§ Extrait source:
□ □ □ □
Finalement, De Zerbi avait quitté Brighton, non pas sur un échec, mais sur un constat de divergence avec ses dirigeants. Il avait laissé derrière lui une équipe en meilleure posture que celle qu’il avait trouvée, tout en conservant l’admiration des supporters pour son intégrité et son franc-parler. Une sortie par la grande porte, avec l’image d’un homme de principes.

Aujourd’hui, à Marseille, Roberto De Zerbi semble utiliser les mêmes ressorts. Il sait que dans une ville aussi passionnée, la patience est une denrée rare. Sa déclaration a peut-être surpris, mais elle est le reflet d’une stratégie bien pensée. En se mettant en première ligne, il prend des risques, certes, mais il se donne aussi la possibilité de sortir dignement si les résultats ne suivent pas. Car à Marseille, tout peut basculer très vite, pour le meilleur comme pour le pire.
□ □ □ □
§ Jeu de données:
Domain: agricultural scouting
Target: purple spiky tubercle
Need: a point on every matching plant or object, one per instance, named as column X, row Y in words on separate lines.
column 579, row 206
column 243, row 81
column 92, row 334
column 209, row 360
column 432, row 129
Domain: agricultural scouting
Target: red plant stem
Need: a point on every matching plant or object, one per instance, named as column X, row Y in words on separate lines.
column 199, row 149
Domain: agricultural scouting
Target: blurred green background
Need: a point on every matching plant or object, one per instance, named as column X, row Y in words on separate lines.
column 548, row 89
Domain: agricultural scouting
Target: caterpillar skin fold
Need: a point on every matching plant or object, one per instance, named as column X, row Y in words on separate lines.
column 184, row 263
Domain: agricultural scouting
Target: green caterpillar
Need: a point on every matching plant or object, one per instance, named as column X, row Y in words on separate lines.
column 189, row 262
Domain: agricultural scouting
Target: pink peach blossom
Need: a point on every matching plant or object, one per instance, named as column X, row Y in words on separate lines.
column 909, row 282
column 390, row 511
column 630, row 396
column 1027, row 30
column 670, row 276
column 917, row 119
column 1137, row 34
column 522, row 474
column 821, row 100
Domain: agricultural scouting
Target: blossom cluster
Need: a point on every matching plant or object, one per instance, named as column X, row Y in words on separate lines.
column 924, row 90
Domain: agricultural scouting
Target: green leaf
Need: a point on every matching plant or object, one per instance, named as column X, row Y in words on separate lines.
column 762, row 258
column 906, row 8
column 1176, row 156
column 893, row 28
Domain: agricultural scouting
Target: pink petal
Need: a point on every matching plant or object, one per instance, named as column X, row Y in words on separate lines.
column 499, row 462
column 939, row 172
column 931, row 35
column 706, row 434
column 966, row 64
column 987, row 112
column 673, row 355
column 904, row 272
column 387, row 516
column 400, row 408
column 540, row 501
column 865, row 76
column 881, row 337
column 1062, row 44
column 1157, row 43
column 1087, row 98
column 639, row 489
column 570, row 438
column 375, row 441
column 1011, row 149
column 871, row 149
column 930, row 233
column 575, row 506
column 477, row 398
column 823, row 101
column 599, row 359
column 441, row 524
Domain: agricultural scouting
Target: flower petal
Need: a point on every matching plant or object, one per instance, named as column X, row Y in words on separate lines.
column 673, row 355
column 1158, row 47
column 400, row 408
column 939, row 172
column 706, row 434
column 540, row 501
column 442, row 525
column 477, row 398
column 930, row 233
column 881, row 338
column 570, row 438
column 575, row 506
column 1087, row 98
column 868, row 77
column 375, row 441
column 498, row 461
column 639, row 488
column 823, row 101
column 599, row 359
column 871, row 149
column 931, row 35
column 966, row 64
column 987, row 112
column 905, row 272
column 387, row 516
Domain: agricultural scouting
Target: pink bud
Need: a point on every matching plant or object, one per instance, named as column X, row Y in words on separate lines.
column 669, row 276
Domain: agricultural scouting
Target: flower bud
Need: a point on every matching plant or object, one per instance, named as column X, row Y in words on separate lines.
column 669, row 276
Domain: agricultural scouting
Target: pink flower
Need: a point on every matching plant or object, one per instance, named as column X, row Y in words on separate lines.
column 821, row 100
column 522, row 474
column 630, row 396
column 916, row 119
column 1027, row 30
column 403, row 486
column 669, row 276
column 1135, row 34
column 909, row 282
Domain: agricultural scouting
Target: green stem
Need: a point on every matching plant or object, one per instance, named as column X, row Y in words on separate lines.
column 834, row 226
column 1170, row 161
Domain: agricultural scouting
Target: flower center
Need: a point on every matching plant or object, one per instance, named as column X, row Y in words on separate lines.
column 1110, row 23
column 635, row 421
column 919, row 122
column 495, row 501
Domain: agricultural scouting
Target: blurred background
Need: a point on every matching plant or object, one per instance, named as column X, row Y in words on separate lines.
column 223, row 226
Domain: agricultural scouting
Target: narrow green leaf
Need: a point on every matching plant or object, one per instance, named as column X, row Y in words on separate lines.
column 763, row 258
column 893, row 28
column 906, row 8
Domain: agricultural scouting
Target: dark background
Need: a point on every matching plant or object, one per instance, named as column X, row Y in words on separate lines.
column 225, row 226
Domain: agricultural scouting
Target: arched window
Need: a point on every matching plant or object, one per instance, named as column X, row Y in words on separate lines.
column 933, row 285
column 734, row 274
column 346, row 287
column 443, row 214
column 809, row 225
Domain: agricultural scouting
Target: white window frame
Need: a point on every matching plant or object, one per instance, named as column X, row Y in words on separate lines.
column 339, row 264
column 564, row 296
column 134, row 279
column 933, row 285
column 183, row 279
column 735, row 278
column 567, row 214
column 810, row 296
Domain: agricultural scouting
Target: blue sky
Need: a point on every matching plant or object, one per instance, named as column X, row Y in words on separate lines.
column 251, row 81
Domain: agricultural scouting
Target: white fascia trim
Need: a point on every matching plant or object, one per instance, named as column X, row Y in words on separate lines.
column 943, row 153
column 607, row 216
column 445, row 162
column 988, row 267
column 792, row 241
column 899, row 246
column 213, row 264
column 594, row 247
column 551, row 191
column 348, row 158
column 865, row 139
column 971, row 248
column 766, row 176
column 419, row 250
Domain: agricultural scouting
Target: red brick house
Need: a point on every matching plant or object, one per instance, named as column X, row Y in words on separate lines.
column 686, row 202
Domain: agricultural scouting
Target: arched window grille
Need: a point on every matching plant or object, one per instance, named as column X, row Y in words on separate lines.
□ □ □ □
§ Consigne 1: Relevez les noms propres de l'extrait sur De Zerbi, en citant chacun une seule fois.
§ Consigne 2: D'après l'extrait sur De Zerbi, pour quelles qualités les supporters de Brighton l'admiraient-ils ?
Les données proviennent d'une source distincte de l'extrait.

§ Corrigé 1: Roberto De Zerbi (aussi nommé « De Zerbi »), Brighton, Marseille.

§ Corrigé 2: Pour son intégrité et son franc-parler.